# Цель задания
Извлеките из приведенного ниже листинга все строки, содержащие слово «basket». Регистр букв учитывается.

# Исходные данные
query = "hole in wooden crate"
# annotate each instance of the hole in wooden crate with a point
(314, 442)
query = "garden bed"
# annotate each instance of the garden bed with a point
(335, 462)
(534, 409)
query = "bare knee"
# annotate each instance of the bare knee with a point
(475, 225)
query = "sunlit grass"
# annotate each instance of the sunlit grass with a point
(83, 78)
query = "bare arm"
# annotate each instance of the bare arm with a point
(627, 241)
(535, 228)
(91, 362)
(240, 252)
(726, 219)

...

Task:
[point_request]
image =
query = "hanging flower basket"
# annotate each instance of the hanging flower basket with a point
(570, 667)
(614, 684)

# Ответ на задание
query = "hanging flower basket"
# annotate each instance of the hanging flower basket with a point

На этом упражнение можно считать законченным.